In the entries that follow, say how many lines contain the string "foliage". Give no other words.

INPUT MATERIAL:
——

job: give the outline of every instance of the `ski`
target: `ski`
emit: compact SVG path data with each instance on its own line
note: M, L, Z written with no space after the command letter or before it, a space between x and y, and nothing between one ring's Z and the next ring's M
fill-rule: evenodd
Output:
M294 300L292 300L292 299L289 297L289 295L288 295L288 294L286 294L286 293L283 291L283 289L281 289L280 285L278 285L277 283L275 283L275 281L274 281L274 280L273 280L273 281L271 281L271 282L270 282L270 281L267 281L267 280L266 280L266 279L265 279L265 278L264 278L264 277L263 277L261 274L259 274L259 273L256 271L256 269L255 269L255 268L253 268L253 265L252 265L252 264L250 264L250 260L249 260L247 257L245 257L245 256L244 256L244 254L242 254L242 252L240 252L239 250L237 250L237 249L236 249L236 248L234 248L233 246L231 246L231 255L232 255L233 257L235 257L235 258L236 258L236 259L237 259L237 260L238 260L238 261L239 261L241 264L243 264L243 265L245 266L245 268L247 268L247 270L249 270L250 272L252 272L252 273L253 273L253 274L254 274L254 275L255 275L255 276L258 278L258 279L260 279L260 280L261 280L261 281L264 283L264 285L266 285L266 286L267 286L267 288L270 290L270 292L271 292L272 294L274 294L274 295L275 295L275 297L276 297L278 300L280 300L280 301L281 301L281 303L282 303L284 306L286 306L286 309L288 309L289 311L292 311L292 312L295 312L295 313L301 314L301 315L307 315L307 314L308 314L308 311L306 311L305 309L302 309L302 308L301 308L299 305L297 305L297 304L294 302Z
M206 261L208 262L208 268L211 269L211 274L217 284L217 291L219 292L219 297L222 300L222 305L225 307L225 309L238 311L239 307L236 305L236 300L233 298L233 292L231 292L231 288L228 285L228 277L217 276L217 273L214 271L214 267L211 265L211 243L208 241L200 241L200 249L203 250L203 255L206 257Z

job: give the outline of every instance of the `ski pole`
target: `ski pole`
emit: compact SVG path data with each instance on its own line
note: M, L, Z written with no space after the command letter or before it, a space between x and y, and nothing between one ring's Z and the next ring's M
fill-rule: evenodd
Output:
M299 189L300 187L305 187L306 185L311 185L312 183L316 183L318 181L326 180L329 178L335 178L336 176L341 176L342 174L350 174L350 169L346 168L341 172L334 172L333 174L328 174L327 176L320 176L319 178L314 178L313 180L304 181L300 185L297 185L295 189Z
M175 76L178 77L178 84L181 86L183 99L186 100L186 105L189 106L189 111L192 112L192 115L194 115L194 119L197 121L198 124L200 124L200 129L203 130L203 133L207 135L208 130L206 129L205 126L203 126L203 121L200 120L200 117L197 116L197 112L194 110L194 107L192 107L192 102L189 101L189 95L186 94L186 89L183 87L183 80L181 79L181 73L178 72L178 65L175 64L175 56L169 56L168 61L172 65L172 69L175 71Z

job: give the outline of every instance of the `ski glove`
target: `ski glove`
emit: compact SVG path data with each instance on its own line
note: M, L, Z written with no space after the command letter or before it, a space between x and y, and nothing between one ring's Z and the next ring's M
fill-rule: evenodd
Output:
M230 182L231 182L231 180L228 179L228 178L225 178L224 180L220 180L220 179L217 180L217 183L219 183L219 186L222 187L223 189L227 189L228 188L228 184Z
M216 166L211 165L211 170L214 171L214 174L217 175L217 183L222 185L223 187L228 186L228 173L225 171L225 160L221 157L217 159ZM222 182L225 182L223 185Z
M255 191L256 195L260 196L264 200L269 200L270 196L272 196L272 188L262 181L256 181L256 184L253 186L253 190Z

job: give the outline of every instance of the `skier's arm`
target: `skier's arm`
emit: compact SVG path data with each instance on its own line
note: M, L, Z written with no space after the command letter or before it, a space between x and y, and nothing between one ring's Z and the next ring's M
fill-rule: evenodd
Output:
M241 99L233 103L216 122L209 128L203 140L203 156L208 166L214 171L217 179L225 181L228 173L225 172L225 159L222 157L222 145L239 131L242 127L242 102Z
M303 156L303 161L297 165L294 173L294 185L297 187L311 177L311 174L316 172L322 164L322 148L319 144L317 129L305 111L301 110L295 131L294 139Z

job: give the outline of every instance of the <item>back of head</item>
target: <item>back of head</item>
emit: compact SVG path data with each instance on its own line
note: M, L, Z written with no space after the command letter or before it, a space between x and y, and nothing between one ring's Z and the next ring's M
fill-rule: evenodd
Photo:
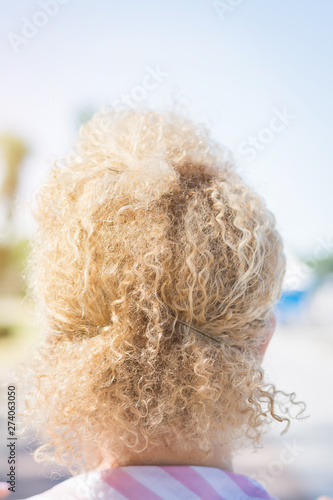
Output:
M26 413L41 459L89 469L158 443L209 452L208 435L256 442L288 420L258 355L284 275L280 237L204 127L96 114L36 218L45 342Z

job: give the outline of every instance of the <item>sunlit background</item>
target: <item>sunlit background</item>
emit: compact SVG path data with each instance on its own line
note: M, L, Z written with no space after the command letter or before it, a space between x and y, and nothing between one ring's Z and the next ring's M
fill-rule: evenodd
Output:
M50 166L102 106L173 107L233 151L288 257L264 366L309 417L237 455L235 472L281 499L333 495L332 20L330 0L0 3L1 382L39 335L22 271L29 205ZM0 409L5 480L4 392ZM13 499L59 480L18 444Z

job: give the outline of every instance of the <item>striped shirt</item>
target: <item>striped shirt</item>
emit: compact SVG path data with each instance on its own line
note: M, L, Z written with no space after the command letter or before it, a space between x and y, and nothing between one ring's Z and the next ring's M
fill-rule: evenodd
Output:
M91 471L30 500L277 500L257 481L215 467L140 465Z

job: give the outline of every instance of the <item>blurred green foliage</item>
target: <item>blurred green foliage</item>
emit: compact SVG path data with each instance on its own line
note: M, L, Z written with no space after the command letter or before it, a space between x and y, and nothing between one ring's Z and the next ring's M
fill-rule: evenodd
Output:
M311 259L304 259L304 262L313 269L318 278L324 278L328 274L333 274L333 254L316 260L315 265Z
M0 155L4 162L4 175L0 185L2 205L9 225L14 211L21 165L28 152L25 142L18 136L4 132L0 134Z
M0 244L0 294L25 293L23 275L29 247L29 239L21 239L10 245Z
M3 210L0 241L0 337L12 337L18 331L18 306L26 292L24 268L29 240L15 235L13 214L23 160L28 152L26 143L17 135L0 134L0 160L3 166L0 183L0 201ZM10 303L16 304L13 308Z

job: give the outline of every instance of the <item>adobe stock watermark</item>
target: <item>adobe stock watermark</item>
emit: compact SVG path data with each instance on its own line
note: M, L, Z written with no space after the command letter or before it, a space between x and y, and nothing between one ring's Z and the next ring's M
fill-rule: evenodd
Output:
M213 7L221 21L225 20L226 14L233 12L244 0L214 0Z
M268 488L281 474L283 474L287 465L290 465L299 458L304 451L307 450L306 446L300 446L296 439L292 443L288 441L283 442L283 448L275 460L270 460L266 467L260 467L253 479L258 481L264 488Z
M22 17L22 25L20 33L10 31L8 40L12 49L19 52L22 47L27 45L35 36L38 35L41 29L48 25L50 19L55 17L60 12L62 5L67 5L71 0L39 0L38 5L40 10L37 10L31 19Z
M242 141L237 147L238 153L246 156L248 161L254 160L258 152L263 151L273 141L276 134L281 134L295 118L296 116L285 107L282 110L274 108L267 127L259 130L257 135L249 135L246 141Z
M148 93L155 90L168 76L169 72L161 70L159 65L155 68L147 66L141 85L133 87L128 94L121 94L111 103L111 107L116 110L135 109L140 102L147 99Z

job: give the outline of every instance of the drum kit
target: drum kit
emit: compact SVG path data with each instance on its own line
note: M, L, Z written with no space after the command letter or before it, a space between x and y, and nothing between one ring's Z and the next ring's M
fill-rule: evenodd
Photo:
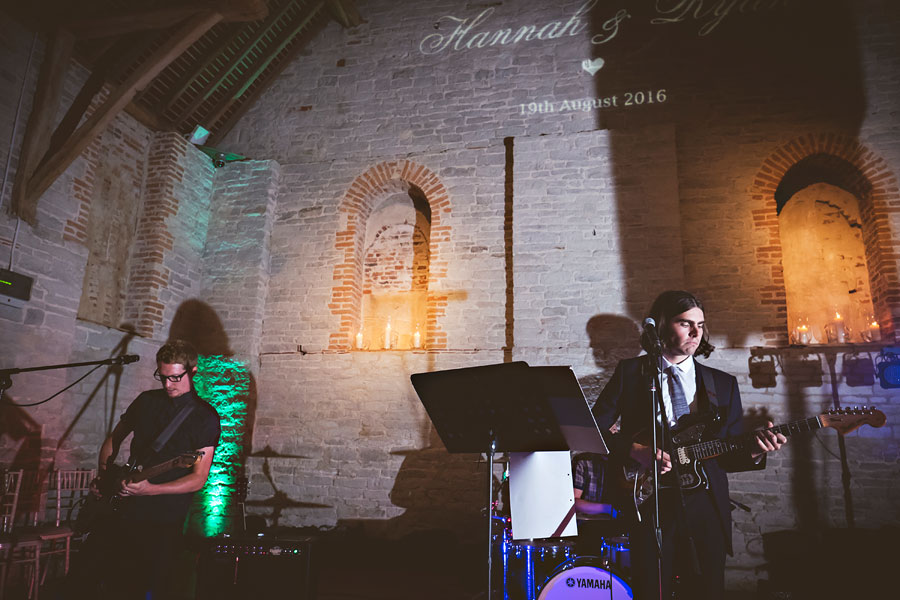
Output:
M577 538L513 540L509 518L493 518L494 597L502 600L633 598L628 583L631 557L627 535L603 537L599 546L579 551Z

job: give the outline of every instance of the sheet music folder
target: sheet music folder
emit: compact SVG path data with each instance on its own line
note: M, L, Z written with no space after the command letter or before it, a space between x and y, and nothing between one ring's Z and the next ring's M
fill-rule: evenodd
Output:
M569 367L524 361L410 377L449 452L574 450L607 454Z

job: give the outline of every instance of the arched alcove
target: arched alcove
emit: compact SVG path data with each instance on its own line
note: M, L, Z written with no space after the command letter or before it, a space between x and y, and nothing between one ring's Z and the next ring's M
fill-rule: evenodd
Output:
M779 208L792 341L881 339L877 325L872 326L876 321L858 199L819 182L798 190Z
M826 196L835 200L836 206L828 207L831 200L821 198L823 211L830 210L833 218L844 220L851 233L858 231L873 319L879 323L882 337L894 336L900 321L900 271L892 257L900 252L900 239L891 233L896 224L890 207L900 201L897 179L884 160L858 140L835 134L810 134L777 148L763 162L750 188L751 199L757 205L753 210L754 228L767 236L767 243L756 249L757 262L771 269L771 283L760 289L762 304L773 310L773 324L765 328L768 343L784 345L789 340L787 273L779 215L793 202L792 198L814 185L826 186L819 191L827 190ZM854 203L840 191L855 200L858 216L851 217L844 210ZM821 218L831 217L823 214ZM858 293L854 289L857 288L848 286L848 298ZM864 295L865 292L860 298ZM854 299L846 304L858 303Z
M396 182L366 223L357 349L425 345L431 207L416 186Z
M450 202L437 175L407 160L379 163L353 181L340 212L329 349L446 348Z

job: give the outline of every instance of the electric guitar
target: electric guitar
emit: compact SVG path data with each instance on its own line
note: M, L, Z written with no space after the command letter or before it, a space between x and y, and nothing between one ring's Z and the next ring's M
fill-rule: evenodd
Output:
M856 431L863 425L881 427L887 418L875 407L832 409L817 417L800 421L792 421L783 425L775 425L767 430L790 437L795 433L806 433L823 427L836 429L841 435ZM692 490L706 487L709 484L702 462L730 452L756 448L756 433L751 431L744 435L724 440L712 439L701 441L703 432L720 421L720 416L712 411L705 414L690 414L681 417L672 428L672 445L674 452L669 455L672 462L678 463L681 488ZM643 465L633 461L624 468L625 480L632 488L635 510L647 498L653 495L653 469L644 469ZM675 469L662 475L659 489L676 487ZM640 513L639 513L640 514Z
M147 469L138 464L110 465L100 475L97 482L98 498L93 493L84 498L84 504L78 511L73 529L78 533L93 530L97 523L116 511L121 496L119 490L123 482L136 483L152 477L168 473L174 469L193 467L203 456L202 451L185 452L175 458L159 463Z

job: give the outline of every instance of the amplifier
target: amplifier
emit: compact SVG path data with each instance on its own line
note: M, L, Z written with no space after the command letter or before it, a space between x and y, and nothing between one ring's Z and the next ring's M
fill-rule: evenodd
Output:
M312 537L216 537L200 555L197 599L315 600Z

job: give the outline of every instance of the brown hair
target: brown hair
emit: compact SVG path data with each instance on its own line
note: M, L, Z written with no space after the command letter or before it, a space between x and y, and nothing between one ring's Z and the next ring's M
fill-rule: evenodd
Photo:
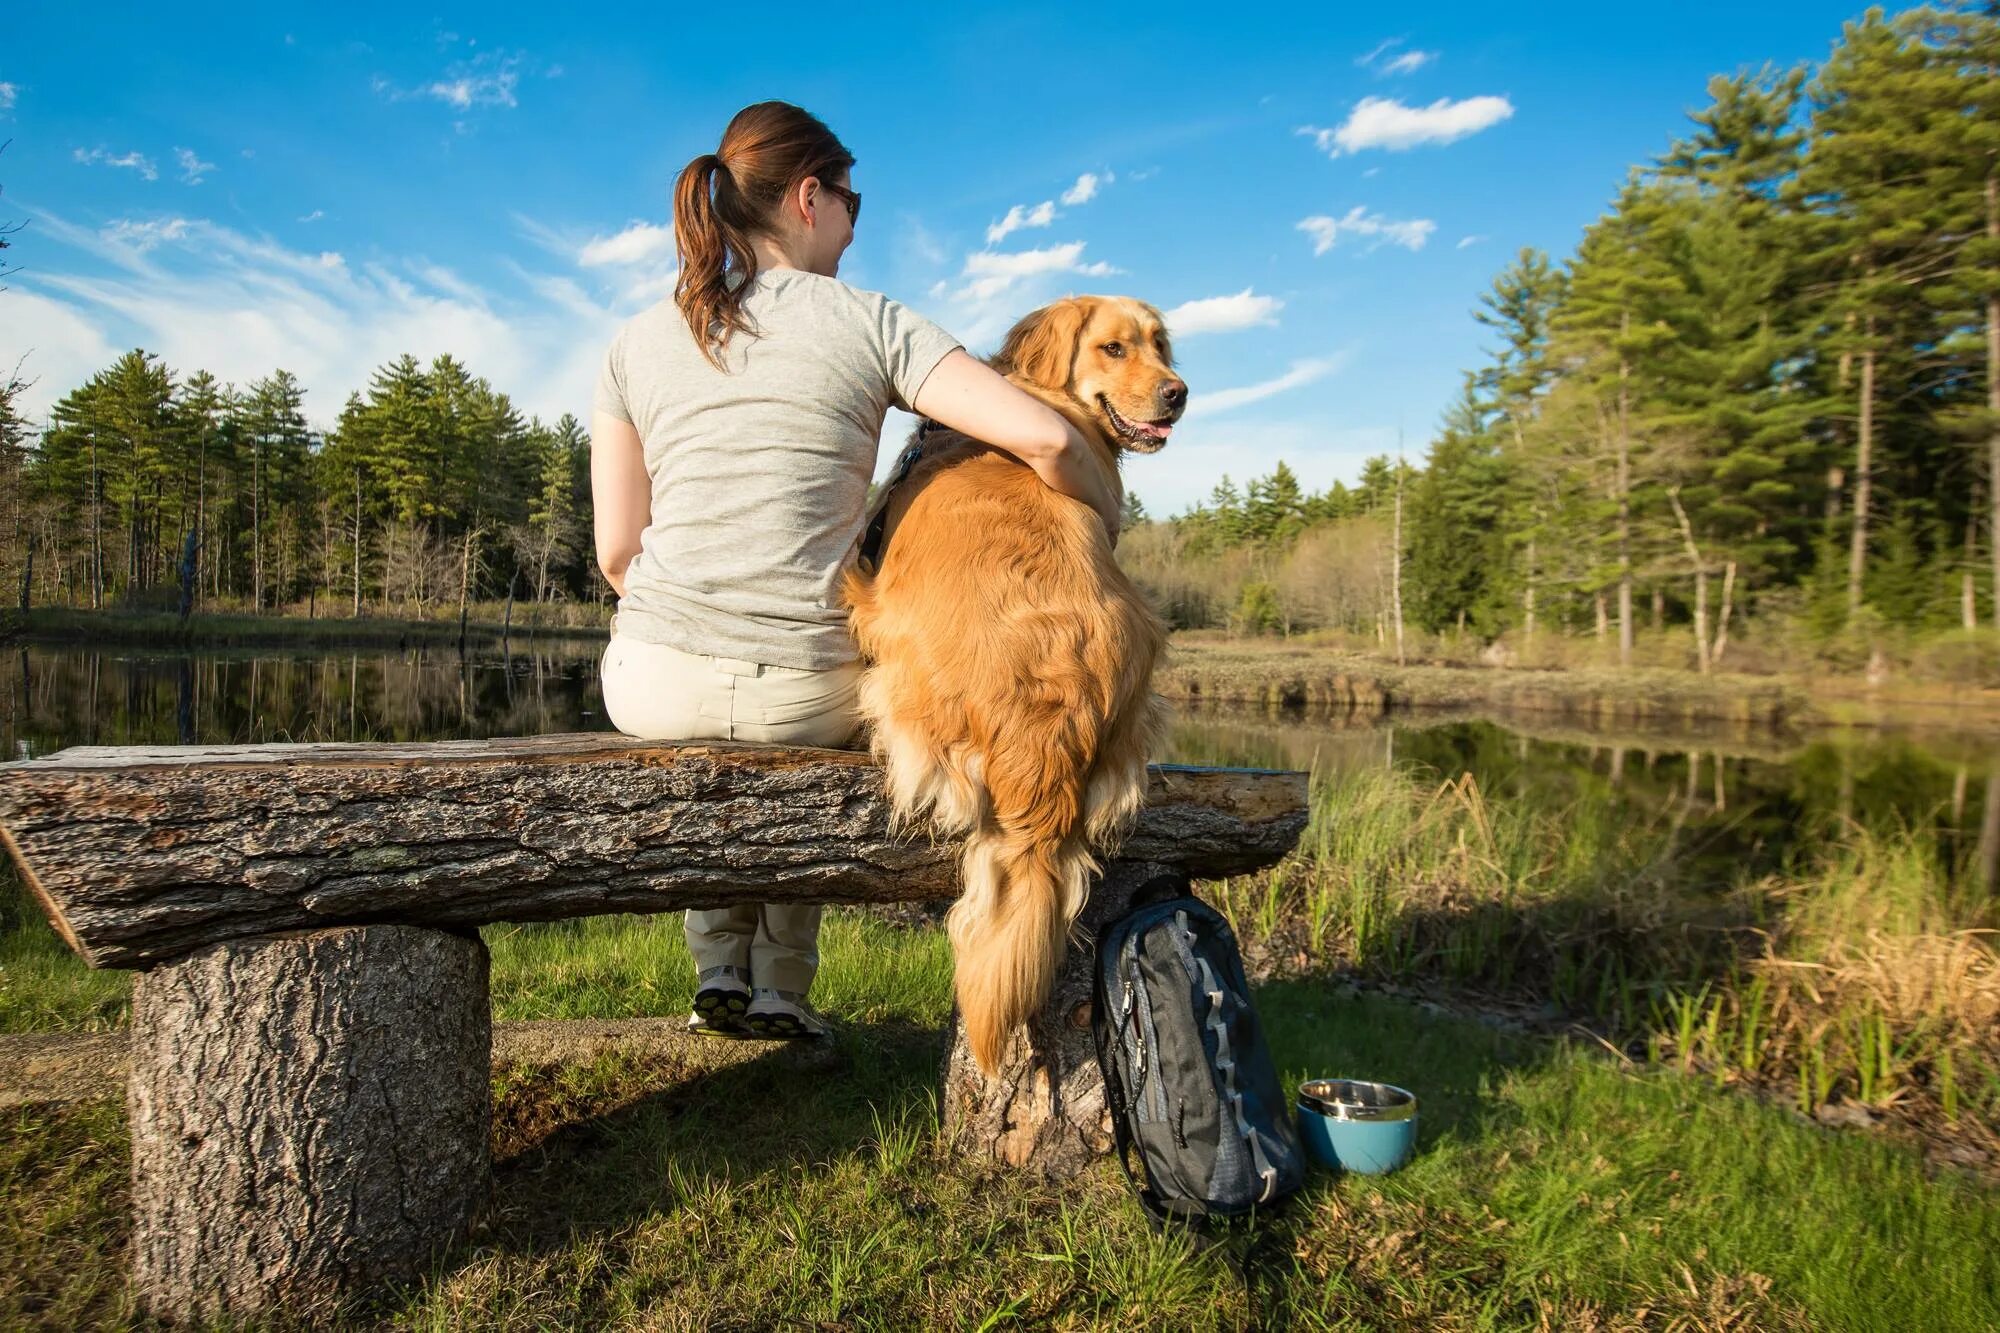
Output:
M822 181L854 165L833 131L817 116L789 102L746 106L722 132L713 153L703 153L674 183L674 249L681 272L674 304L719 370L733 333L750 333L743 316L744 283L757 276L750 238L763 231L779 205L808 176Z

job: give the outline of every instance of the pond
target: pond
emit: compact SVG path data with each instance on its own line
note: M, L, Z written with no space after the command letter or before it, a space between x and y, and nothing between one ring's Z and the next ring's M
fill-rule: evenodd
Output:
M600 730L601 644L517 640L461 655L406 649L158 652L16 646L0 658L0 747L443 740ZM1866 828L1935 835L1978 869L2000 848L2000 740L1946 731L1787 736L1712 727L1591 731L1526 715L1179 710L1182 763L1396 766L1470 775L1489 801L1609 805L1671 818L1680 855L1719 877L1780 868L1802 846ZM1927 838L1926 842L1931 842ZM1970 855L1968 855L1970 854ZM1977 876L1990 881L1991 871Z

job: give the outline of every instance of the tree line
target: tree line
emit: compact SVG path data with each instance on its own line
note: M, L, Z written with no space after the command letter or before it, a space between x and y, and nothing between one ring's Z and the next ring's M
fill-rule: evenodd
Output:
M1170 614L1379 624L1400 585L1423 629L1621 661L1650 613L1704 669L1753 616L2000 629L2000 7L1871 10L1708 93L1572 254L1494 278L1421 467L1307 496L1281 466L1151 525ZM1316 605L1288 571L1343 547L1370 597Z
M282 369L238 388L134 350L39 430L23 387L0 384L0 531L24 607L421 618L601 595L588 436L523 419L450 356L382 366L326 431Z

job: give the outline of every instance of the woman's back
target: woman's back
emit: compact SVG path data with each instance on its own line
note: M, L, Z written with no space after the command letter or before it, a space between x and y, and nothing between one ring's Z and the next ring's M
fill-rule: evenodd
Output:
M644 445L652 521L620 634L686 652L825 670L851 661L838 606L890 407L958 346L873 292L767 269L740 293L754 336L723 367L662 302L619 330L597 407Z

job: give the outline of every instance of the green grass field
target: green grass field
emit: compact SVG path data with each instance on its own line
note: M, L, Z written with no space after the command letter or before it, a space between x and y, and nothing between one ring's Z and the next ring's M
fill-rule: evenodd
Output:
M671 919L488 932L502 1019L684 1012ZM496 1196L473 1243L351 1326L1234 1329L1229 1268L1151 1233L1108 1163L1057 1187L940 1152L950 959L935 930L834 912L816 994L836 1067L704 1077L625 1057L496 1080ZM9 975L17 954L9 955ZM2000 1197L1665 1069L1276 981L1288 1084L1415 1089L1420 1155L1315 1174L1278 1218L1269 1327L1990 1329ZM73 1011L107 1019L109 992ZM18 1015L17 1015L18 1016ZM137 1326L115 1102L0 1112L0 1327Z

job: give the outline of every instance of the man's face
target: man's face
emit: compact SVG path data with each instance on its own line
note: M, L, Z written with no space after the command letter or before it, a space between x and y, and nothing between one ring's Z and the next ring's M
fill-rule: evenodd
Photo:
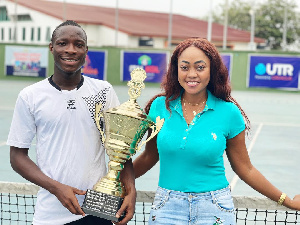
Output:
M85 33L76 26L58 28L49 48L53 54L55 67L67 74L73 74L81 69L88 51Z

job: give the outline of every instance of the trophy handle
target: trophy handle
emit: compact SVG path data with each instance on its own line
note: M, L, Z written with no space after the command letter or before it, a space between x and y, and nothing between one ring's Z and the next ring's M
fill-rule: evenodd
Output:
M148 137L147 140L142 141L142 143L136 149L137 152L141 150L143 145L145 145L148 141L150 141L152 138L154 138L155 135L158 134L158 132L162 128L164 122L165 122L165 119L160 119L159 116L156 117L156 123L153 124L152 126L150 126L150 128L152 130L150 137Z
M103 112L101 111L101 109L102 109L102 104L101 103L96 103L96 105L95 105L95 121L96 121L96 126L97 126L97 128L98 128L98 130L99 130L99 132L100 132L100 136L101 136L101 141L102 141L102 143L104 143L105 142L105 136L104 136L104 132L102 131L102 129L101 129L101 126L100 126L100 120L101 120L101 118L103 118L104 116L103 116Z

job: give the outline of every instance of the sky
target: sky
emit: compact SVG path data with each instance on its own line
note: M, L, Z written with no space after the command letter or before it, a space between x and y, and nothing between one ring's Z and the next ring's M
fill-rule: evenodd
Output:
M134 9L154 12L170 12L172 2L172 12L194 18L205 18L212 6L213 10L226 0L52 0L65 1L67 3L89 4L102 7L118 7L122 9ZM231 2L234 0L228 0ZM254 3L260 3L265 0L252 0ZM291 0L285 0L291 1ZM300 11L300 0L295 0Z

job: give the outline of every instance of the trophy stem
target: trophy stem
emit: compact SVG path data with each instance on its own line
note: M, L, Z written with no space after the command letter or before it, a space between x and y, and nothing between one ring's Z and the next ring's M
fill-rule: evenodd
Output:
M94 185L93 190L123 198L125 196L125 190L120 180L120 174L123 168L123 163L110 161L108 163L106 176L102 177L101 180Z

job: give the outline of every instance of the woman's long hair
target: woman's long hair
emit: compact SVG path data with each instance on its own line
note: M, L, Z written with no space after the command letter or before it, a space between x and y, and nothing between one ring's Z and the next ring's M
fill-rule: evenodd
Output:
M231 86L229 82L229 75L226 66L224 65L221 55L217 48L204 38L188 38L177 45L161 83L161 88L164 93L154 96L146 105L145 111L148 114L150 106L154 99L159 96L166 96L166 107L170 110L170 101L178 98L181 94L182 87L178 82L178 57L181 53L190 46L199 48L205 53L210 60L210 81L207 85L209 90L215 97L220 98L226 102L233 102L241 111L246 128L250 130L250 121L237 101L231 96Z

——

RESPONSE BELOW: 2